■ Texto de origem
______

Presidente eleito, Lula anuncia as ministras Anielle Franco (Igualdade Racial), Margareth Menezes (Cultura), Cida Gonçalves (Mulheres) e Sílvio Almeida (Direitos Humanos)
Foto de Ricardo Stuckert

Tudo começou no Egito. Em 1987, o território mítico ao norte da África ganhou as ruas de Salvador, pelos braços dos percussionistas do bloco afro Olodum, que havia sido formado oito anos antes. O Carnaval do Egito idealizado pelo bloco fez popularizar o samba-reggae inaugural “Faraó (Divindade do Egito)”, que o Olodum ensaiava desde 1986, traçando paralelos entre as pirâmides egípcias e a arquitetura e a paisagem humanas do bairro do Pelourinho, no centro histórico da capital da Bahia. A chave identitária soava maluca para ouvidos desacostumados, mas era original e engenhosa: “Pelourinho, uma pequena comunidade/ que porém Olodum uniu em laços de confraternidade/ despertai-vos para a cultura egípcia no Brasil/ em vez de cabelos trançados veremos turbantes de Tutancâmon/ e as cabeças se enchem de liberdade/ e o povo negro pede igualdade deixando de lado as separações”. Liberdade, igualdade e solidariedade locomoviam a ponte África-Brasil que buscava atravessar séculos em quatro minutos e meio de canto e percussão.

Assinado por Luciano Gomes sob inspiração da descoberta carnavalesca do Olodum de que o Egito era um país predominantemente negro, com música incidental de Sérgio Participação (ambos eram integrantes do bloco), o hino carnavalesco “Faraó” ultrapassou as divisas da Bahia em 1987 ao surgir gravado no primeiro LP do Olodum e, com sucesso especial, num single do músico mestiço baiano Djalma Oliveira, que cantava lambadas e merengues anos antes de Luiz Caldas lançar a mestiçagem afropop “Fricote”(1985), uma parceria com Paulinho Camafeu, compositor negro egresso do “bloco de índio” Apaches do Tororó e do revolucionário bloco afro Ilê Aiyê. A menção racial ao Pelourinho, na gravação de Djalma, surgia fulgurante na voz grave de uma cantora chamada Margareth Menezes, que despontava ali e a partir de 1º de janeiro de 2023 será ministra da Cultura no terceiro governo de Luiz Inácio Lula da Silva. A vocalista de “Faraó” retomará o sonho de igualdade, liberdade e confraternidade, portanto, como a primeira mulher e a primeira pessoa negra a ocupar tal cargo na história do Brasil, o país que abriga a maior população afrodescendente do planeta Terra.

“Faraó (Divindade do Egito)”, na versão de Djalma Oliveira que apresentou Margareth Menezes, em 1987

Simbolicamente, a frase-desejo-profecia “o povo negro pede igualdade deixando de lado as separações” se realiza mais uma vez na posse de Margareth no comando das políticas culturais brasileiras, mas o percurso de 1987 a 2023 foi pedregoso, e este não se trata de um final feliz, já que o país com a maior população negra fora da África parece acolher um número proporcional de racistas, como atestou de modo chocante o governo federal de corte neofascista que se despede em 31 de dezembro de 2022.

______

■ Trecho de dados
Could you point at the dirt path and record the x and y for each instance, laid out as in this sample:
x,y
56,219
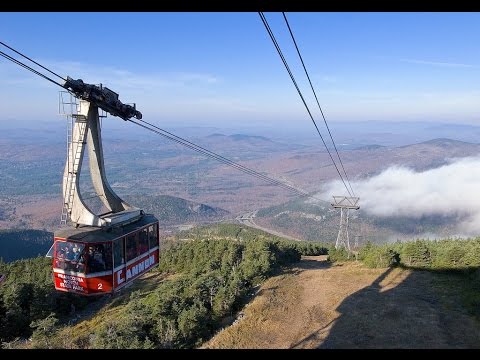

______

■ Questão proposta 1
Com base no texto sobre o Olodum e Margareth Menezes, explique por que a posse de Margareth no comando das políticas culturais não é apresentada como um final feliz.
■ Questão proposta 2
Escreva a continuação do texto sobre o Olodum e Margareth Menezes, começando logo após o último parágrafo apresentado.

■ Resposta da questão 1
O percurso de 1987 a 2023 foi pedregoso. Além disso, o Brasil, país com a maior população negra fora da África, parece acolher um número proporcional de racistas, como atestou de modo chocante o governo federal de corte neofascista que se despede em 31 de dezembro de 2022.

■ Resposta da questão 2
Margareth e Lula - foto Ricardo Stuckert
Luiz Inácio Lula da Silva beija sua futura ministra da Cultura

Aos olhos do Brasil de modo geral, a ministra Margareth parece dispor de um perfil artístico discreto, inclusive despertando ceticismos e muxoxos (tradicionalíssimos, em se tratando da resistência contra gestores progressistas, mulheres e negras) de setores reacionários à direita, à esquerda e ao centro. Não é o que conta a história artística de Margareth Menezes, entretanto, quando se chega mais perto de sua produção musical, iniciada com “Faraó” e alavancada a partir do sucesso (robusto na Bahia, diluído no Brasil extra-nordestino) de “Uma História de Ifá (Ejigbô)” (assinada por Ythamar Tropicália e Rey Zulu), original de outro bloco afro de Salvador, o Ara Ketu, também em 1987, e tema de abertura do LP de estreia Margareth Menezes (1988).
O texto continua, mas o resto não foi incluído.